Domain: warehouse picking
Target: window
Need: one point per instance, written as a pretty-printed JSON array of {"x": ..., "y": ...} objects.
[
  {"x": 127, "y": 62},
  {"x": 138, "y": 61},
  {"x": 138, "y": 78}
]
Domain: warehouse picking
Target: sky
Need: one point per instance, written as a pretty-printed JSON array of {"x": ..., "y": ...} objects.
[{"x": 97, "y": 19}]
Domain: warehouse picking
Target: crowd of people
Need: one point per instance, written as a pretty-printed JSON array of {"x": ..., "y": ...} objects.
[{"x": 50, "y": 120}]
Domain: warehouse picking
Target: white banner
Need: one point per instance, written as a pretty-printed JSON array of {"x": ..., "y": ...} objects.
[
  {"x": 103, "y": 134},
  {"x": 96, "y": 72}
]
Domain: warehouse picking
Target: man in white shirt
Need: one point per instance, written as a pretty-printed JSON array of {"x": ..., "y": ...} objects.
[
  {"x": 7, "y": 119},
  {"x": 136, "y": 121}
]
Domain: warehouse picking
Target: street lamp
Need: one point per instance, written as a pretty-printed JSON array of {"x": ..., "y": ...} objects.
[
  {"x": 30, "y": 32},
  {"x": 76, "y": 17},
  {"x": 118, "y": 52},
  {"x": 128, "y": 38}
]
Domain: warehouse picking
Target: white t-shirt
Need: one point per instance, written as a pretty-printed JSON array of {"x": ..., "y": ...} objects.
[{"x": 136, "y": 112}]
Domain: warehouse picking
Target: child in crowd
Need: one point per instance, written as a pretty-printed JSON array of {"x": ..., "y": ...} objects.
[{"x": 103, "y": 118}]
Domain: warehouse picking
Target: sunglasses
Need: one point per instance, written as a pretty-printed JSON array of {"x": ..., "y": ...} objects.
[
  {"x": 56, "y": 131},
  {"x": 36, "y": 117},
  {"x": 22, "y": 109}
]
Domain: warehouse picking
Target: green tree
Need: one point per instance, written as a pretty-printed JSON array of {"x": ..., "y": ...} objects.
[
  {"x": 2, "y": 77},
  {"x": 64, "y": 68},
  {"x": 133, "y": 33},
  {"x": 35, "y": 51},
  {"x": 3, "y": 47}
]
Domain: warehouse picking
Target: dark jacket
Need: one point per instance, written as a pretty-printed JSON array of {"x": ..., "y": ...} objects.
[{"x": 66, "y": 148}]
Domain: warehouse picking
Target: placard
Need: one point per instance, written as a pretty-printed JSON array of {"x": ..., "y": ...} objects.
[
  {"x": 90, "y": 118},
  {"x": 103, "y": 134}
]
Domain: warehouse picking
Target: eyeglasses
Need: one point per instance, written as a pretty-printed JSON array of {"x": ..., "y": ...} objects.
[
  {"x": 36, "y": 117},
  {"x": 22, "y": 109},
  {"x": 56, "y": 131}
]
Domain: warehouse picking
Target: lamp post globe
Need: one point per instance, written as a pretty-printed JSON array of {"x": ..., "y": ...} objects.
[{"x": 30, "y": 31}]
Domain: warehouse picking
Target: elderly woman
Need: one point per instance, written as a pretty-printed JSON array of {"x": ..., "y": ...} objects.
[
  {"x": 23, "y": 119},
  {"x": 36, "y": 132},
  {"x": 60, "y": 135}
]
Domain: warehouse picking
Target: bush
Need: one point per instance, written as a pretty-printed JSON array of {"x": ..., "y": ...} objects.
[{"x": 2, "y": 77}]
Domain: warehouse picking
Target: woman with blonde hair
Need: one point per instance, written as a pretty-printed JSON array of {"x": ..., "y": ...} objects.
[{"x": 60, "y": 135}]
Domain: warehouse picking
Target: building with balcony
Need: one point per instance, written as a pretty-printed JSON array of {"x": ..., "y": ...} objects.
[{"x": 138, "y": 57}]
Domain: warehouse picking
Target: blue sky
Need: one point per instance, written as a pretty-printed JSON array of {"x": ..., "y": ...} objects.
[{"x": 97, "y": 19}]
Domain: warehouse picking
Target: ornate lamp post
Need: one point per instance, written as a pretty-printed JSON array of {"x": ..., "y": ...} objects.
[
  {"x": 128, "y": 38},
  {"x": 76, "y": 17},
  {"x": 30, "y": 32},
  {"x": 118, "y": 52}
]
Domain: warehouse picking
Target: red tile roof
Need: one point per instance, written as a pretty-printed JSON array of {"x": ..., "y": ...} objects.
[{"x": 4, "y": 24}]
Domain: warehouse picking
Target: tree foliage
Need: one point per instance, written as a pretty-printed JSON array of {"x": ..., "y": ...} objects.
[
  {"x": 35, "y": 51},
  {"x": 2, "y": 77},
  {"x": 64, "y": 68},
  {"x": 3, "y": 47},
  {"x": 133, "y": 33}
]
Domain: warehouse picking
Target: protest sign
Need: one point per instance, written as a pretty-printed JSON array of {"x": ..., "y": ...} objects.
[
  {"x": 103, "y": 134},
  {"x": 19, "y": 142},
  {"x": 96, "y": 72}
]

---

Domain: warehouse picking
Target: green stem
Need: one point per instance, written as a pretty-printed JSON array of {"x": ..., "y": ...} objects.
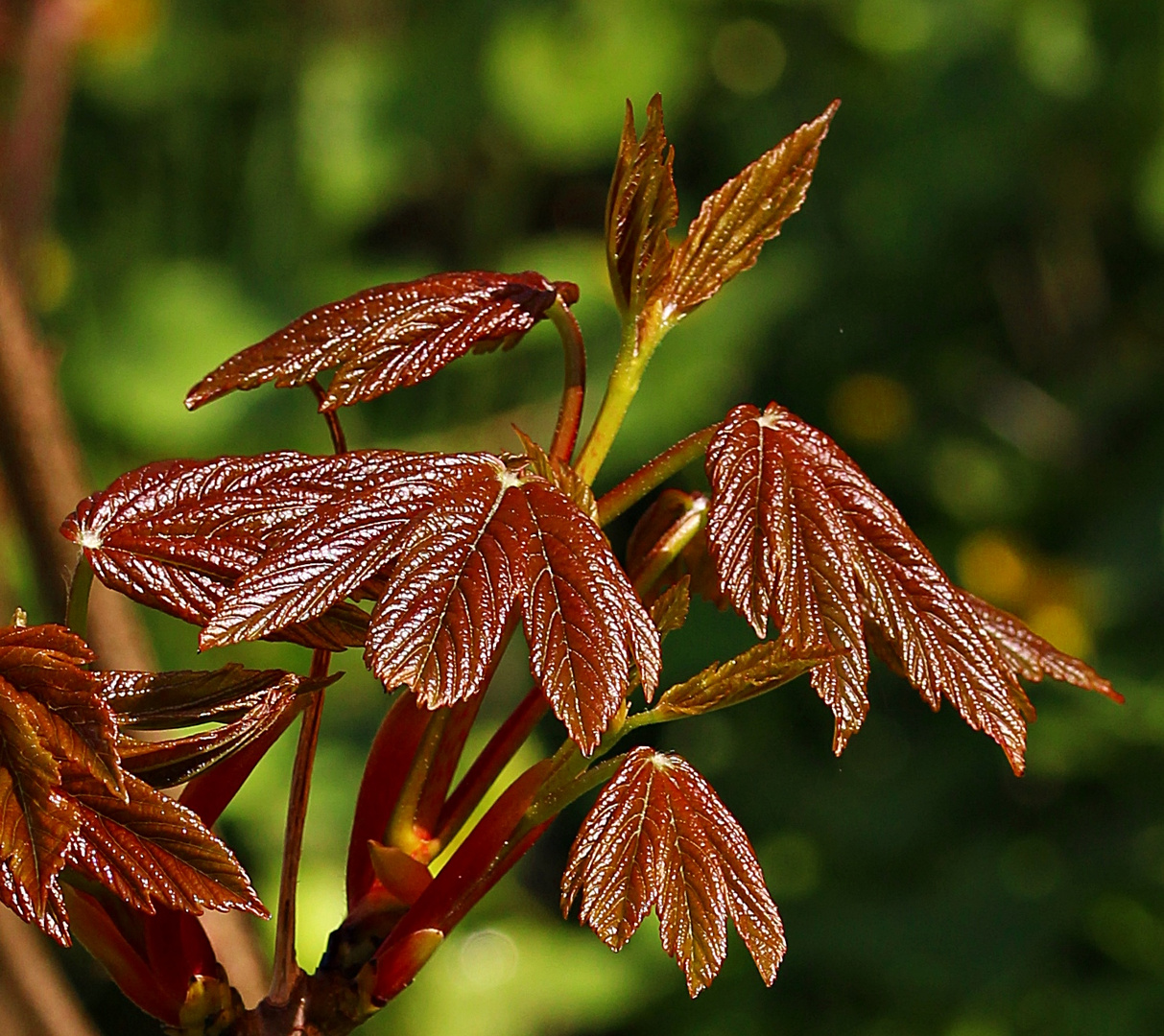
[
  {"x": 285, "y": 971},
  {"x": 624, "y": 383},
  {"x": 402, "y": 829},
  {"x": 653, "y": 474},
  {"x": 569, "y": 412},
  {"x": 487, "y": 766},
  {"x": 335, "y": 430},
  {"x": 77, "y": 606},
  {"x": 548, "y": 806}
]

§ EXERCISE TASK
Gather every line of the entries above that holds the word "with", matching case exactly.

§ THE RESULT
Target: woman with blonde hair
Target: building with balcony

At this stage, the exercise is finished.